SELECTED TEXT:
>>>>>

What do you consider to be the biggest challenges and opportunities facing meeting professionals? And what do you consider to be the biggest challenges and opportunities facing CVBs, convention centers and event venues, and other industry partners?
I think the roles are probably more intertwined in 2022 and 2021 than they ever have been before — and hopefully that they ever are again in the future. Without question, where COVID or the pandemic comes in, every variant is scaring people and I understand that.
And we’ve got to also say: “We’re back, businesses are starting to come back, and we’re starting back to educate people in our organizations.” We’ve got to be safe. We absolutely have to be safe, nobody’s going to discount that, but we can’t just stop again. It took a long time after the shutdown to get things started again. It was kind of like a train that stopped — it took you a little while to get the wheels rolling again, and now we’ve got them rolling. Not wide open, and we’re still trying to get out of it. But we’ve got to keep moving.
As we do that, that’s going to be a concern for everybody. And we, as suppliers, have got to help our business strategists understand ways they can be successful in a COVID environment. We’ve got to practice all the right things. That’s a given, that’s the cost of entry. That you have to be safe is a non-negotiable.
Have the last two years changed how you think about leadership and innovation, and if so, in what ways?

<<<<<

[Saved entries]
>>>>>

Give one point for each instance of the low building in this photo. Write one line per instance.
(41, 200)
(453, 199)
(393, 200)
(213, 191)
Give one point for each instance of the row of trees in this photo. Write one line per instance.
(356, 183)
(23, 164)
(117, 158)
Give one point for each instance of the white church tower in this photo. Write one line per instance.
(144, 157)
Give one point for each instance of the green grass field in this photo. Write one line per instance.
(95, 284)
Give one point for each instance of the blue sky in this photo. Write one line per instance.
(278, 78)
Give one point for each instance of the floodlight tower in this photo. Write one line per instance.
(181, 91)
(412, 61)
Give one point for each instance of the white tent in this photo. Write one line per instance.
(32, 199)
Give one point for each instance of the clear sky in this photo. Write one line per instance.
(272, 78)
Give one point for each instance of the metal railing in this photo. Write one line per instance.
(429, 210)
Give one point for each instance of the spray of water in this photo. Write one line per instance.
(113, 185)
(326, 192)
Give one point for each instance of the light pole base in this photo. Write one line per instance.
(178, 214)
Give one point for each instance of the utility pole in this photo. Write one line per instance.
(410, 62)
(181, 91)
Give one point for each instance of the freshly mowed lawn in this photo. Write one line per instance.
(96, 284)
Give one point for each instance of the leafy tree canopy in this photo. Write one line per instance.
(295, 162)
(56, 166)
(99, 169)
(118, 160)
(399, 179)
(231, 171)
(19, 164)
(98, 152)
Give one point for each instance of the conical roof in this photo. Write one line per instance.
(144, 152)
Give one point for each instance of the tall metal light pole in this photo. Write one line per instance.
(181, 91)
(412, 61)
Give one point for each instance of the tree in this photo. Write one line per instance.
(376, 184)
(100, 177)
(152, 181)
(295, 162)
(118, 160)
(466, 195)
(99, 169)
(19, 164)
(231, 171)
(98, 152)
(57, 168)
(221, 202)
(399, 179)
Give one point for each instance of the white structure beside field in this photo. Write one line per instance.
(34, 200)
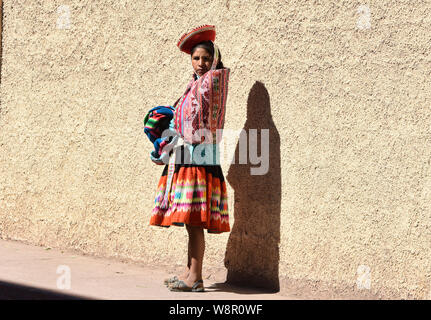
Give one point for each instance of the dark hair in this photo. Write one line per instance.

<<<<<

ASSIGNED TASK: In the interview text above, list every action that the speaker says "we" have got to take, using the text's own words.

ANSWER SPACE:
- also say: "We're back, businesses are starting to come back, and we're starting back to educate people in our organizations."
- be safe
- keep moving
- help our business strategists understand ways they can be successful in a COVID environment
- practice all the right things